— TEXT —

Death rate as a proxy for median lifespan

The mean age at death is the sum of ages-at-death divided by the number of subjects. Using the mean requires you to wait until the last one dies, which is alright for worms who live for weeks, but a human may live decades, so progress of these tests will be very slow.

Using the median -- half live longer and half less -- will speed things up. (The median of this series is 9 -- 6,7,8,9,11,12,14.) A human at 80 has a life expectancy of 8 years, so using this measure is better than waiting decades. But it still requires waiting 9 years.

Using a death rate and comparing it to a standard one (or that of a control group) may give results in just a couple of years. (Wait the first year for the treatment to have an effect and measure the death rate in the second. The standard equation, a smooth line,  lets you calculate the median. Note that the standard death rate doubles for humans in about 7 years.) But does the rate for test subjects follow the normal curve? For example, all the test subjects might drop dead in the third year, or they might have a low rate in the second year but rise after that to the control rate (regression to the mean). How can we find out?

— TASK LIST —
1 - From the death rate text above, extract the passage between "Using the median" and "requires waiting 9 years.", inclusive.
2 - Answer these from the death rate text above:
(a) What is the median of the example series given?
(b) What life expectancy does a human at 80 have?
(c) In about how many years does the standard death rate double for humans?

— DATASET CONTENT —
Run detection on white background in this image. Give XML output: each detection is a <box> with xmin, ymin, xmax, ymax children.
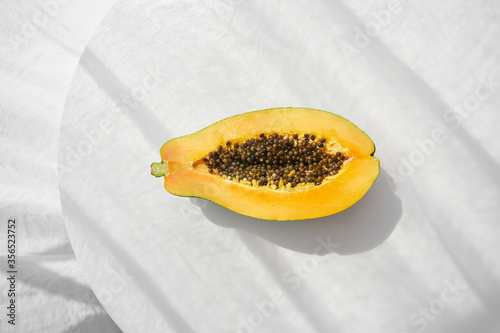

— RESPONSES FOR EACH TASK —
1 -
Using the median -- half live longer and half less -- will speed things up. (The median of this series is 9 -- 6,7,8,9,11,12,14.) A human at 80 has a life expectancy of 8 years, so using this measure is better than waiting decades. But it still requires waiting 9 years.

2 -
(a) 9
(b) 8 years
(c) About 7 years